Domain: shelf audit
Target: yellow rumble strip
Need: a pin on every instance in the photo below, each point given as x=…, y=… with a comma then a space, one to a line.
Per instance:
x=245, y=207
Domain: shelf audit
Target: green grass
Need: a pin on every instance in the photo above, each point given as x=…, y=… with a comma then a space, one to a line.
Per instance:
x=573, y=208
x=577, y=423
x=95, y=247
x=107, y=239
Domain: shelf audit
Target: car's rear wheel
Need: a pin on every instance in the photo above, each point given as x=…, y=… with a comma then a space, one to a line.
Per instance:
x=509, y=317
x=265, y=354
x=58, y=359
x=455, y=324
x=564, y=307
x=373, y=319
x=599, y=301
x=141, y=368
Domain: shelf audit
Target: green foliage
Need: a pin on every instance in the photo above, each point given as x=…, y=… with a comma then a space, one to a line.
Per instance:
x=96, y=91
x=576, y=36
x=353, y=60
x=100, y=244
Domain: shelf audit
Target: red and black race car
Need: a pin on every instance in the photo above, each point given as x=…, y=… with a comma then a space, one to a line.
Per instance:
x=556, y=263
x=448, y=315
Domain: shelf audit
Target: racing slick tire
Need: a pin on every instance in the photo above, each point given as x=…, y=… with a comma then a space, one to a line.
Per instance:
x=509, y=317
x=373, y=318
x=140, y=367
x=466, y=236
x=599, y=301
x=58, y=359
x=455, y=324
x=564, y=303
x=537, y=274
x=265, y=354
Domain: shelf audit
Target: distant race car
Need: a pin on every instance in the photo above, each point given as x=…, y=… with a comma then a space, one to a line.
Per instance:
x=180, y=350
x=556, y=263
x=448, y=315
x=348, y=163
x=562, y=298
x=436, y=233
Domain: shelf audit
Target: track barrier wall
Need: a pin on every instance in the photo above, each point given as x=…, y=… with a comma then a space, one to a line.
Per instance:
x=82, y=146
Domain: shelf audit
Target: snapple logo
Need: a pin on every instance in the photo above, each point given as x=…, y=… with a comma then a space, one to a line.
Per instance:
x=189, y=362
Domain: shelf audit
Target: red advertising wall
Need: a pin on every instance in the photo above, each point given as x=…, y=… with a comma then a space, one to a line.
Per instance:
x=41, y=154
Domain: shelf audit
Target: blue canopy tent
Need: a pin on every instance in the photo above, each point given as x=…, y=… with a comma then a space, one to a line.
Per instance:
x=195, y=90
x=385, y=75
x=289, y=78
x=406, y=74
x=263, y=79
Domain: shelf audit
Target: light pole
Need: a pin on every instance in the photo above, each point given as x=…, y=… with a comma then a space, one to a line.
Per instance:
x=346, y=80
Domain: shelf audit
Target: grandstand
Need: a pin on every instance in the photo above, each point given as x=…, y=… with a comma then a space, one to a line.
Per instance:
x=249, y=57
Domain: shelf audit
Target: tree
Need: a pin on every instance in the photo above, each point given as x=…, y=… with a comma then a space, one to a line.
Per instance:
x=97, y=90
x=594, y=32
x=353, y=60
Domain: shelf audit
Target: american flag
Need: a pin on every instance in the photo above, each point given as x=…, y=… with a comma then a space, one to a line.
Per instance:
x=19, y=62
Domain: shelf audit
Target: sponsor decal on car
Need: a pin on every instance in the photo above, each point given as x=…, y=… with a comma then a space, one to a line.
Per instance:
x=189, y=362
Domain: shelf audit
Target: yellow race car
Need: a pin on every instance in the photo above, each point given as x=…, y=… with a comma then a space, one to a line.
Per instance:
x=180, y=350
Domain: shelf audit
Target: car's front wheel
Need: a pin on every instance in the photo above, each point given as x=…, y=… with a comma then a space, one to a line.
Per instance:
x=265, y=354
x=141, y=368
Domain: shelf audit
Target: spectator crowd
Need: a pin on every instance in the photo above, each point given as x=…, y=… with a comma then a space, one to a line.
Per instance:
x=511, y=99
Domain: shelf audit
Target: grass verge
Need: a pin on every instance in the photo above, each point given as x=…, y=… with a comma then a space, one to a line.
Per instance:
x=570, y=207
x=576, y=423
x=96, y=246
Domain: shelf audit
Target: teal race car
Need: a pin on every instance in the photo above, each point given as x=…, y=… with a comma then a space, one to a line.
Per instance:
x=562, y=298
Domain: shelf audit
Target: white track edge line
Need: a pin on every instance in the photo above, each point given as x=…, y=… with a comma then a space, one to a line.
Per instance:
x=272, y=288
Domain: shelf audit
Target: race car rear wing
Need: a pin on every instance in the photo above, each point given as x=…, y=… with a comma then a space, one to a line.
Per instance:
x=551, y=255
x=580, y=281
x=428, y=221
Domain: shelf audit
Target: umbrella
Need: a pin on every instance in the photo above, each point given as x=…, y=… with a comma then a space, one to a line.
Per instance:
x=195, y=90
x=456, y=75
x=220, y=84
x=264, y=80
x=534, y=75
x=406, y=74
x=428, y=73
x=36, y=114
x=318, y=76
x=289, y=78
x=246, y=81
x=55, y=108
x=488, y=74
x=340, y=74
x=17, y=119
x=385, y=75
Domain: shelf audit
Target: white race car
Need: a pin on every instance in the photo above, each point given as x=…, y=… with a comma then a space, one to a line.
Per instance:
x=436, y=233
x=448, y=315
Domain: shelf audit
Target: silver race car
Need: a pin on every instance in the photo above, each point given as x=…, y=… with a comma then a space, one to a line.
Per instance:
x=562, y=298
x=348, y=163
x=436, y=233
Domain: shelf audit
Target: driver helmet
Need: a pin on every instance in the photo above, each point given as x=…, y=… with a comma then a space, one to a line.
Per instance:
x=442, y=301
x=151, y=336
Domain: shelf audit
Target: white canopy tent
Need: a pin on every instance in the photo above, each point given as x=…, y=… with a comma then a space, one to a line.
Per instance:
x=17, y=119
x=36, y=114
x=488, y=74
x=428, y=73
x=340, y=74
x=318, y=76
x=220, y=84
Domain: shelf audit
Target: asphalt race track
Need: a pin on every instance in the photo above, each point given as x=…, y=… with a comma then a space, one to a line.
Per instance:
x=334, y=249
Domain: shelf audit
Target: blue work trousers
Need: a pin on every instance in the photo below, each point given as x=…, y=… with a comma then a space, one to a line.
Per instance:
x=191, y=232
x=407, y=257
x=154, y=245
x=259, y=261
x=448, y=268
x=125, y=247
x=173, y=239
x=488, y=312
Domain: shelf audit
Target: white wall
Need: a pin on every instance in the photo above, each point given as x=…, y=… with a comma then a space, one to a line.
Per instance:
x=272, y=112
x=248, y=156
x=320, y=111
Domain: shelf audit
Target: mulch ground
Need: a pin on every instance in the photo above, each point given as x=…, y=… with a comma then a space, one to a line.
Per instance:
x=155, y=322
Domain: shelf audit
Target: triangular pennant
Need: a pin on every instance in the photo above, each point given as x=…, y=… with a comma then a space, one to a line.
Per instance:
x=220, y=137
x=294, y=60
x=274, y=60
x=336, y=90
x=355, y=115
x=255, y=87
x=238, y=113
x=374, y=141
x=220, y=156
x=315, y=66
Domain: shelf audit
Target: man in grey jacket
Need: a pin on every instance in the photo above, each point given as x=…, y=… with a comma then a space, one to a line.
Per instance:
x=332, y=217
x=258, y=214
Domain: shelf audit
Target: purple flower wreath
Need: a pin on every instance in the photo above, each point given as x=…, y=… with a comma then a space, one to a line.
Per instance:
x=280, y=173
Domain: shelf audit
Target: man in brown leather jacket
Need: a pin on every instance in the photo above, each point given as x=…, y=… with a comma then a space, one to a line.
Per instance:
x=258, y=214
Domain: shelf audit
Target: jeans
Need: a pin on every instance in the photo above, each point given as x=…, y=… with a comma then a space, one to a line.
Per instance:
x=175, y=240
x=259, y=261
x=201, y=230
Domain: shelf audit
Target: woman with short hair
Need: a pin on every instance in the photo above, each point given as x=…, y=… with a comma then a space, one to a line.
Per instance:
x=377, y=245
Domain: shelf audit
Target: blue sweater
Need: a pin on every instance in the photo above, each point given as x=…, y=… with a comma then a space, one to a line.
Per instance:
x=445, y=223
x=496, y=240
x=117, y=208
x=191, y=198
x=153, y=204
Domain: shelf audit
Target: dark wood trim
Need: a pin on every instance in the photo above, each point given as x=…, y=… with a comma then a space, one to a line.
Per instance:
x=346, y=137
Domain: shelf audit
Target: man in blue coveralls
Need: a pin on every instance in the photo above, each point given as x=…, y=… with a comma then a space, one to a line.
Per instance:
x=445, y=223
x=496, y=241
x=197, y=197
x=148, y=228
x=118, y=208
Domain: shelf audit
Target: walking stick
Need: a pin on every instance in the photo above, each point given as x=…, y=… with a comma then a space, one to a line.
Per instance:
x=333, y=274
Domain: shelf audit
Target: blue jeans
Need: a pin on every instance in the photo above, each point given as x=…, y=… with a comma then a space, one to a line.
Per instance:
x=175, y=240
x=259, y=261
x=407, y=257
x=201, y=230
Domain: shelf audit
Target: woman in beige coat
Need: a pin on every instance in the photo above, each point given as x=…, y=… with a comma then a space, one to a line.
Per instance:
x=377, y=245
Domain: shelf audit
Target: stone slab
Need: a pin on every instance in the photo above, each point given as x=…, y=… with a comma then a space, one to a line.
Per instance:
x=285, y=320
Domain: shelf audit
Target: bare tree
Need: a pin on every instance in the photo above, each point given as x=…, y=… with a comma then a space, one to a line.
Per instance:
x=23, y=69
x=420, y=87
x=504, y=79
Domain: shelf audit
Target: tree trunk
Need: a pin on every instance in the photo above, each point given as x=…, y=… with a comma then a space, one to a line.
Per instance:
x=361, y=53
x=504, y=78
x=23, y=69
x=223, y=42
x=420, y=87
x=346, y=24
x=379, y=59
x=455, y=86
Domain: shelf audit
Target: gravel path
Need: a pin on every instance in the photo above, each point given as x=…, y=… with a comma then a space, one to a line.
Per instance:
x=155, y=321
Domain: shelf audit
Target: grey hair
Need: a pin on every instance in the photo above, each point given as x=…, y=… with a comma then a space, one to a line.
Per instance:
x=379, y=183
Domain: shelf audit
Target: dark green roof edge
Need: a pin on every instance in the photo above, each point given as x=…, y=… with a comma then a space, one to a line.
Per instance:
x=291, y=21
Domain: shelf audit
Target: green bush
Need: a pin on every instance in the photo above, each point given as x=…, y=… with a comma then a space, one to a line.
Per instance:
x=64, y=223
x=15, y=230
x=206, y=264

================

GIVEN INSTRUCTION:
Gather every line from the listing above that contains the string "rear". Case counts.

THE ANSWER:
Target: car's rear wheel
Target: race car rear wing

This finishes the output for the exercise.